--- Begin Source text ---

How to Winding Up Your Debtors
What is compulsory winding-up?
Compulsory winding-up in Malaysia will be pursuant to section
218 of the Act. It is a legal process by which the Official
Receiver, now known as the Director General of Insolvency or a
liquidator is appointed by order of the court to 'wind up' the
affairs of a limited company, Sdn Bhd or a Berhad.
At the end of the process, after a winding up order is granted the
company ceases to exist. Winding up does not mean that the
creditors of the company will necessarily get paid. The purpose
of winding up a company is to ensure that all the company's
affairs have been dealt with properly.
Under suitable circumstances, a winding up order may be
'stayed'.
This involves:
For the amounts available to the unsecured creditors:
ensuring all the Federal Taxes, amounts owing to EPF and
SOCSO are paid
ensuring all company contracts (including employee contracts)

--- End Source text ---
--- Begin Data excerpts ---

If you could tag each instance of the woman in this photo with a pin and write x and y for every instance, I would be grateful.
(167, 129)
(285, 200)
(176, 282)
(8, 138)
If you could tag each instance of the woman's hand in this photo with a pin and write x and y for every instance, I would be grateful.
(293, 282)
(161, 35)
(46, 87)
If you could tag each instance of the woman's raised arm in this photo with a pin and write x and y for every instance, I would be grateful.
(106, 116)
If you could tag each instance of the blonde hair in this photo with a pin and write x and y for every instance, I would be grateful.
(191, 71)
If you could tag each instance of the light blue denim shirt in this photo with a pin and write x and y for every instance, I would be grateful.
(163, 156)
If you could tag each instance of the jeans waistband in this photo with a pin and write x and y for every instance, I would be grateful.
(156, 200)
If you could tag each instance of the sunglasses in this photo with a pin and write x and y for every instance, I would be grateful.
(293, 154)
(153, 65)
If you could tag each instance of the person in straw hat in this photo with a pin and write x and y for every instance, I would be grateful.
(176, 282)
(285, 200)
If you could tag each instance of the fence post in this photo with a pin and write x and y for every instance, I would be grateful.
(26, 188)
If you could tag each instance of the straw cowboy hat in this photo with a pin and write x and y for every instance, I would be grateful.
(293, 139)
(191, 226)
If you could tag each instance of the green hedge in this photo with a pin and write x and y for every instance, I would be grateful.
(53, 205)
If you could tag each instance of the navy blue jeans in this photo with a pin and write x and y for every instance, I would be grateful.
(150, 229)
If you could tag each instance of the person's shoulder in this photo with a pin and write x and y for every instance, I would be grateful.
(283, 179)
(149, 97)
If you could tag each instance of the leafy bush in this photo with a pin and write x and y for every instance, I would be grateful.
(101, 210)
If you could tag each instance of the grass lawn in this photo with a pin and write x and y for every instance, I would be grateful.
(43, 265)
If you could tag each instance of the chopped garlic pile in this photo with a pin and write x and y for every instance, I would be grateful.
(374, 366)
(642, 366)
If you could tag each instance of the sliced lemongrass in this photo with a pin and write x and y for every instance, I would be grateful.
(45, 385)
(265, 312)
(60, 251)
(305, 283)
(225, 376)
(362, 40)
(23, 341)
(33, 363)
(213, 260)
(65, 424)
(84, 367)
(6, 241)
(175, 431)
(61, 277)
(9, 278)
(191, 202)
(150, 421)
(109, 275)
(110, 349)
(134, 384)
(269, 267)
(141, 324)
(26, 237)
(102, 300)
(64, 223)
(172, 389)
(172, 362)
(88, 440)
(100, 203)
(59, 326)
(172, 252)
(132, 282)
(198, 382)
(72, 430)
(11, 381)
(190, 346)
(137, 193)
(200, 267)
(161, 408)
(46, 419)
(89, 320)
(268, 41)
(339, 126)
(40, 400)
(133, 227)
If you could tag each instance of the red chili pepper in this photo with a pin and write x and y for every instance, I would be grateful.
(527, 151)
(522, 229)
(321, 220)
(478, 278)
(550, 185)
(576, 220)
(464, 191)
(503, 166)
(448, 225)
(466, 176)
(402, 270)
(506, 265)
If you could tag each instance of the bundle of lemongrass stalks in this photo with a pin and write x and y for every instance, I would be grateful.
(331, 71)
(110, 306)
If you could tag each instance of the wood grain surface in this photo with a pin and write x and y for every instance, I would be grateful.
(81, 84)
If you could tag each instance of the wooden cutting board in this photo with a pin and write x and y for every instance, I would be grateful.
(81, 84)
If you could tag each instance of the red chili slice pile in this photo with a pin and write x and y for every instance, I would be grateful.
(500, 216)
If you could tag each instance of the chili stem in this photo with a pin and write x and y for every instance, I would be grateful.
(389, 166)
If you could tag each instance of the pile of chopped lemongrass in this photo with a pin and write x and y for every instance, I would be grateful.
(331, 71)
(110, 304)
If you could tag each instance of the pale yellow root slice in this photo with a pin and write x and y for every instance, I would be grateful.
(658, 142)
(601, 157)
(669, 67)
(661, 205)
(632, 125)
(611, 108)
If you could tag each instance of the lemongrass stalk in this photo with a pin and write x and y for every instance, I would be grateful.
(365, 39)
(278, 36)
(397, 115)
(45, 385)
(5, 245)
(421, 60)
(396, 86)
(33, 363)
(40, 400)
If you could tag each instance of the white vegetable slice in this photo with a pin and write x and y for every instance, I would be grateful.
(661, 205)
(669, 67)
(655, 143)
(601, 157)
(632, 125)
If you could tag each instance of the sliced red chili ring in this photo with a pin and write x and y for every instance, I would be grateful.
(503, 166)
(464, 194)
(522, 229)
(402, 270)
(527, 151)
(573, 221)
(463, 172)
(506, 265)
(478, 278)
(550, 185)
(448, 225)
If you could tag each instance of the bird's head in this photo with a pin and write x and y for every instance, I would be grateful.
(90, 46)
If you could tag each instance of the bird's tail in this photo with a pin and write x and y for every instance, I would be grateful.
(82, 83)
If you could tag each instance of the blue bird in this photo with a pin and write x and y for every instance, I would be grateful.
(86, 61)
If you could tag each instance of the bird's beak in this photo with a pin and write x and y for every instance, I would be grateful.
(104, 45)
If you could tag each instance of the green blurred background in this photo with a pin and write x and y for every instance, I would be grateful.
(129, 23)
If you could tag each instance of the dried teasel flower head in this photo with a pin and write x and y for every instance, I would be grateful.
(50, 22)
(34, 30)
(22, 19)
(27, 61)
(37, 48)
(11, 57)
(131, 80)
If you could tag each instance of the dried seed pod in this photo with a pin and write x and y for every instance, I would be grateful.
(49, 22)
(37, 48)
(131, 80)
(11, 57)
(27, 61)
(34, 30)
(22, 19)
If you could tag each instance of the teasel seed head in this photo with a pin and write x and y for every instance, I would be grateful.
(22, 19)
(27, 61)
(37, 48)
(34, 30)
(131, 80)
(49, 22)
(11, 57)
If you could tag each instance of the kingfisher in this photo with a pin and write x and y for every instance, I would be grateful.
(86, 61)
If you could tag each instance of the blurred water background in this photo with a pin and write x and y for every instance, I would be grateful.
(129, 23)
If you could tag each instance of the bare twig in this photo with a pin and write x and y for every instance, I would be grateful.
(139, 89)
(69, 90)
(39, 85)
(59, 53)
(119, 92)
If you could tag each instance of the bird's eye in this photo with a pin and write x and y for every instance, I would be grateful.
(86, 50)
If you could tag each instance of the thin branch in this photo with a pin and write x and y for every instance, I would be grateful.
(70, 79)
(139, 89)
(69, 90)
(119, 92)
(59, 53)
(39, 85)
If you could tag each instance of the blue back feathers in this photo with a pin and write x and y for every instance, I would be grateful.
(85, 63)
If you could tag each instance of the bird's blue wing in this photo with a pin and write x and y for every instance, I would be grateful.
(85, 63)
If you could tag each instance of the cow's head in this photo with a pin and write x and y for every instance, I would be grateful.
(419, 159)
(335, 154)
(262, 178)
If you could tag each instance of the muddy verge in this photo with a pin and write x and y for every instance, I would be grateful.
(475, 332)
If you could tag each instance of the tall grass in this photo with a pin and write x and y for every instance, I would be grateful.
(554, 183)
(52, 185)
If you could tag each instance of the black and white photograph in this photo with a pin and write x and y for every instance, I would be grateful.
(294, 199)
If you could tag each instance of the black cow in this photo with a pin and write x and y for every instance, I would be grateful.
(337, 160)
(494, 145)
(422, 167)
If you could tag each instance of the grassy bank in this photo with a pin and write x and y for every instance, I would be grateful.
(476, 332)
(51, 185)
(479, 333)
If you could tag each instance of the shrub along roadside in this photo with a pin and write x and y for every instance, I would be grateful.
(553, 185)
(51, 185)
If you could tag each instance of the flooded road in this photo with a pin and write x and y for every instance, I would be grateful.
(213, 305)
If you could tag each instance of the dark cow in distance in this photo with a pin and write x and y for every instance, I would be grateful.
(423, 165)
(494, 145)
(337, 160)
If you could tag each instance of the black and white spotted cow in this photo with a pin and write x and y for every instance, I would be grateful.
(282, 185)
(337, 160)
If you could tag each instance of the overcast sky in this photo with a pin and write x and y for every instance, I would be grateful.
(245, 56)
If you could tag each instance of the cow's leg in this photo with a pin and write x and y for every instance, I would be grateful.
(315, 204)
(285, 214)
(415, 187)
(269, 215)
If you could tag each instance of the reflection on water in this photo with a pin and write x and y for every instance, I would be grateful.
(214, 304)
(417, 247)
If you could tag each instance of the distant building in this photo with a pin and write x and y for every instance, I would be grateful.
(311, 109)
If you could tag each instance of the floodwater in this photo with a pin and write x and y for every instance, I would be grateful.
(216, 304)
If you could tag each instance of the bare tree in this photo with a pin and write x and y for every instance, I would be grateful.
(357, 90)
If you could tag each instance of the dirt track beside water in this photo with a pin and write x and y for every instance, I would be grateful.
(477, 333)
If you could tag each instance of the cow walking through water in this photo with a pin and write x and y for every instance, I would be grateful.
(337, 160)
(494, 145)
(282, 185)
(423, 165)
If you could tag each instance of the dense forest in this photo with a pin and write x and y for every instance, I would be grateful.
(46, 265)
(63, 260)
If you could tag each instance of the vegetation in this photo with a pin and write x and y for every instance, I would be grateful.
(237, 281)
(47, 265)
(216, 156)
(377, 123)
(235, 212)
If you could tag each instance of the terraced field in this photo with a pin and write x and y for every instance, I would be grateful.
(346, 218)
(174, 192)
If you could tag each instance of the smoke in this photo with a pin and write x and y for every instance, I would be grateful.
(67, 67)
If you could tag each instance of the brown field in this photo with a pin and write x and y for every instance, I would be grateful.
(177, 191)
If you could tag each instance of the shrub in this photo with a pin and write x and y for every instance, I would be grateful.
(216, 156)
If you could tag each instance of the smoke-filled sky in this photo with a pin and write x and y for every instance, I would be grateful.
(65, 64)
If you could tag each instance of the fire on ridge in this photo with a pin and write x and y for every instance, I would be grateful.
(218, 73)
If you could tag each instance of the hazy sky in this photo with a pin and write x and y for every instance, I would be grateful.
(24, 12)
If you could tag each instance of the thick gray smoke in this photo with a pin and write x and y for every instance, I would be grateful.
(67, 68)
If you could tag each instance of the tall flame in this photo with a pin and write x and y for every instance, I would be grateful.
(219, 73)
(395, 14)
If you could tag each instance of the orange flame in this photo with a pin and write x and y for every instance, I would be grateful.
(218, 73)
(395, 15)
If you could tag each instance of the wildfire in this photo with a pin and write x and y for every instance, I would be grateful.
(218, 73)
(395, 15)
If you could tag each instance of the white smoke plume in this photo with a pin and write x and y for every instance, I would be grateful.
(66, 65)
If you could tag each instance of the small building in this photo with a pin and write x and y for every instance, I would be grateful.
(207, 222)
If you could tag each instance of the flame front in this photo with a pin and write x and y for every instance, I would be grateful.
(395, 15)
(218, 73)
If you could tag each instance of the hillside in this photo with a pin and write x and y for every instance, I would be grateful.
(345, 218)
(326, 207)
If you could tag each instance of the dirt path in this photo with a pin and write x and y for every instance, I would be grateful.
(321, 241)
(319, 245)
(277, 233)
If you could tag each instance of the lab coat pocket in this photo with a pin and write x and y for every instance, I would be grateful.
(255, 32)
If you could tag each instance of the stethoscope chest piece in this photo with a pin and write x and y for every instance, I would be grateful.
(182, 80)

--- End Data excerpts ---

§ Exercise
Copy the compulsory winding-up text starting at "How to Winding" and ending at "or a Berhad.", swapping "court" for "High Court".

§ Written answer
How to Winding Up Your Debtors
What is compulsory winding-up?
Compulsory winding-up in Malaysia will be pursuant to section
218 of the Act. It is a legal process by which the Official
Receiver, now known as the Director General of Insolvency or a
liquidator is appointed by order of the High Court to 'wind up' the
affairs of a limited company, Sdn Bhd or a Berhad.